## RIGHE FORNITE
⁂

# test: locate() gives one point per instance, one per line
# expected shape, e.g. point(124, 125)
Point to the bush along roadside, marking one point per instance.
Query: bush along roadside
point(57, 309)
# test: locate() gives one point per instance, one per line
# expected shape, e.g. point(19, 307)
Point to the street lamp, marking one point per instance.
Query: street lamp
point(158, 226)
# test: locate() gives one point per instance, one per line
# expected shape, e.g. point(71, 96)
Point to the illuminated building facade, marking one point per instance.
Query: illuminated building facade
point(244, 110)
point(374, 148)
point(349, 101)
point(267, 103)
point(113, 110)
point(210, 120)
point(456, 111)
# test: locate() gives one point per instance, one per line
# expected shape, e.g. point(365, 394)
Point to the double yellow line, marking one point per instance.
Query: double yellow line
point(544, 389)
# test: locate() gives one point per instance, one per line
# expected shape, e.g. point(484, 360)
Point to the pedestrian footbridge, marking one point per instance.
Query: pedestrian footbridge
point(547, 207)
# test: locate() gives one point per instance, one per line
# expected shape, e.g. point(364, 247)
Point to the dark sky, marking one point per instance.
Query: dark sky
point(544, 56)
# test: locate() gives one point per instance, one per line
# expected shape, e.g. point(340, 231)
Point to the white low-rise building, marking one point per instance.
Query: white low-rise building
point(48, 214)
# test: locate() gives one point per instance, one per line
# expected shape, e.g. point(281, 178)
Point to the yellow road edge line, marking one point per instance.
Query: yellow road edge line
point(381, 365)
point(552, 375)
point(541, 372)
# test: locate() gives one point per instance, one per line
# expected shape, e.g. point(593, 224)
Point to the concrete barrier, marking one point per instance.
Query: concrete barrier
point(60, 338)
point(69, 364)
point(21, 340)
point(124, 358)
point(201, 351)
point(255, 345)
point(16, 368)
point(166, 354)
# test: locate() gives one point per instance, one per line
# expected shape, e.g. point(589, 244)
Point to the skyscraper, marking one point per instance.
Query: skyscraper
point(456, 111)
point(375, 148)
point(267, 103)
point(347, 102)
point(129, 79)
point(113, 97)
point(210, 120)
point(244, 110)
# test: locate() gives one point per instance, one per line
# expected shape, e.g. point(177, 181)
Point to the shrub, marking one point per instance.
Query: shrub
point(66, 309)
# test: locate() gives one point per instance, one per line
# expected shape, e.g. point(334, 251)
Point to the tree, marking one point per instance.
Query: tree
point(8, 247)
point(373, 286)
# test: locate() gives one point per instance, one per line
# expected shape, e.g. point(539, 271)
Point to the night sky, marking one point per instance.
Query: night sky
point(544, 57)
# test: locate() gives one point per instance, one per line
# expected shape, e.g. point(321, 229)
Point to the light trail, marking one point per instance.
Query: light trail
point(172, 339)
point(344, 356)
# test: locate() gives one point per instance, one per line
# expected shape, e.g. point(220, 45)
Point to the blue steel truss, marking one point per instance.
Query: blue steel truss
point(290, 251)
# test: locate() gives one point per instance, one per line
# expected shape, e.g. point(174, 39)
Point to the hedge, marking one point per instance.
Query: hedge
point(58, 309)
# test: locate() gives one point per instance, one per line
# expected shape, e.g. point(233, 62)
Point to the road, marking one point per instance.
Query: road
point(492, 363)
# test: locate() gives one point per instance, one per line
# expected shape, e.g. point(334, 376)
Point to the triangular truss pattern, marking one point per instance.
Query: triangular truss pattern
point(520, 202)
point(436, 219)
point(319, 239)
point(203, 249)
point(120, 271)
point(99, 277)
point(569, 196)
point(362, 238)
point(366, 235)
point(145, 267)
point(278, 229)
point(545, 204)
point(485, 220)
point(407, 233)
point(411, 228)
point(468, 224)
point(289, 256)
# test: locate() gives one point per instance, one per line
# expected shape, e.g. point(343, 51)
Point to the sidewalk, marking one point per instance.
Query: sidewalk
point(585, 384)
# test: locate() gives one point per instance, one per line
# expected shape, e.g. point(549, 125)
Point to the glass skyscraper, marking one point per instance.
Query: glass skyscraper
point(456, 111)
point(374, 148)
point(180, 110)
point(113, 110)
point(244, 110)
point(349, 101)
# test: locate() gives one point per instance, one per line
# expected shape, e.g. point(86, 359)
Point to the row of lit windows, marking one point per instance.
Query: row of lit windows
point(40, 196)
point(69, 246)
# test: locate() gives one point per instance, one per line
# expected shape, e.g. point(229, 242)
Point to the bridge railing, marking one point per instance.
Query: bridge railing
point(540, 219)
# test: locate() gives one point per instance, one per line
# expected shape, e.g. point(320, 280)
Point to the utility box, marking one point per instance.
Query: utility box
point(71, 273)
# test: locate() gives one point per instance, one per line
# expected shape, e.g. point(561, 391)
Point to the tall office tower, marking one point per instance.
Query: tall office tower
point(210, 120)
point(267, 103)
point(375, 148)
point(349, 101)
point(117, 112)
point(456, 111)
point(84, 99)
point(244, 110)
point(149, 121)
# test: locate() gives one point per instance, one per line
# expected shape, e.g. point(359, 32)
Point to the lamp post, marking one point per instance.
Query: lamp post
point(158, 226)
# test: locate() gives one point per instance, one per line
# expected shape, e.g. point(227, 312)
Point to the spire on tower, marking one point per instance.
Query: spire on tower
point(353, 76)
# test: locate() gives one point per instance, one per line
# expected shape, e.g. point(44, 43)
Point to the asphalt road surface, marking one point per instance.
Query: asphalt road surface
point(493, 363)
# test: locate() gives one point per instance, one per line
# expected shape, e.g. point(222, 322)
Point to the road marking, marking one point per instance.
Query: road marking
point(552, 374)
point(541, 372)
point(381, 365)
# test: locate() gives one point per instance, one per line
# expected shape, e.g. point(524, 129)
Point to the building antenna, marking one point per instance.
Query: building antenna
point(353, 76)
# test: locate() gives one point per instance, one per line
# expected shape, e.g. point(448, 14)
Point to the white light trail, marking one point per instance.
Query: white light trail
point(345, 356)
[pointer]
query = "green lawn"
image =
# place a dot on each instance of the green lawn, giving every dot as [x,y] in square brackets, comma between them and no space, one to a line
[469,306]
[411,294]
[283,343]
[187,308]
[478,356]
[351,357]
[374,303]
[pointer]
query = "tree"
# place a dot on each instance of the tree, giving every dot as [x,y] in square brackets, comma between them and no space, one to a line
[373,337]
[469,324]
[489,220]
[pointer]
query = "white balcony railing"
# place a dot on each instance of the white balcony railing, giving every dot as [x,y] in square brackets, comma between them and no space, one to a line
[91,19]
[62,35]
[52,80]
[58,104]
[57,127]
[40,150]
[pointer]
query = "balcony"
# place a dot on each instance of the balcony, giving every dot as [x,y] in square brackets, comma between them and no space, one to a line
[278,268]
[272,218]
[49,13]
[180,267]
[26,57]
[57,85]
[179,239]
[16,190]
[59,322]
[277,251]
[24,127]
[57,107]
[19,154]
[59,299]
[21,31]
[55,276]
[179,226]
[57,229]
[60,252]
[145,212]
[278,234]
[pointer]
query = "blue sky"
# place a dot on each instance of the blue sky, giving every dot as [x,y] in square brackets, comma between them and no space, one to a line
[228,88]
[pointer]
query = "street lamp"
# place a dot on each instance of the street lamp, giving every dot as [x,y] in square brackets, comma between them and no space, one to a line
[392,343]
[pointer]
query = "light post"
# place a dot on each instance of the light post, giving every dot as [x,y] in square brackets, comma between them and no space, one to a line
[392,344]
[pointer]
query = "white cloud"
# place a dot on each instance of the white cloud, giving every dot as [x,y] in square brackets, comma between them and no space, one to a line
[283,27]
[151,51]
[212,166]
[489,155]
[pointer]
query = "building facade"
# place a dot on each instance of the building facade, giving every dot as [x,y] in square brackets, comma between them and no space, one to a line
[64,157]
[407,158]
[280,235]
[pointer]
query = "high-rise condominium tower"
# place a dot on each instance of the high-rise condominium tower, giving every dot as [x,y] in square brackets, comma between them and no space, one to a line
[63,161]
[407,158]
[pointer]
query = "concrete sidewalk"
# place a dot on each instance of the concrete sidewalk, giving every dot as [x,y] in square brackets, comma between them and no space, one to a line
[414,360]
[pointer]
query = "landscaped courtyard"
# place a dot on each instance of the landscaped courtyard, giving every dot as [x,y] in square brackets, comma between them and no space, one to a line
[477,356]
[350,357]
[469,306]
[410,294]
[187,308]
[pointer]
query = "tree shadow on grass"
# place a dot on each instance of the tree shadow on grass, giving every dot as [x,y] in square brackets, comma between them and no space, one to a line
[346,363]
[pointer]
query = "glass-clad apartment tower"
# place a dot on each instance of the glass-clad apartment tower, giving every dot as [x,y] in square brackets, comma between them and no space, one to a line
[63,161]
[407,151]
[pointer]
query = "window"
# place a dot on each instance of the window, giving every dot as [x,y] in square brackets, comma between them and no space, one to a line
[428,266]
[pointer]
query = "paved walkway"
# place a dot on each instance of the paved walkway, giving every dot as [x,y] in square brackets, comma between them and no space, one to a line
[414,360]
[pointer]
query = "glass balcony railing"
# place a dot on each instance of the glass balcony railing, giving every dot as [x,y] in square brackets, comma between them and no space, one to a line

⁂

## IL TUO COMPITO
Riporta senza alcuna modifica le righe che vanno dall'inizio fino a quella che contiene "point(57, 309)", inclusa.

## LA RISPOSTA
# test: locate() gives one point per instance, one per line
# expected shape, e.g. point(124, 125)
Point to the bush along roadside, marking one point per instance.
Query: bush along roadside
point(57, 309)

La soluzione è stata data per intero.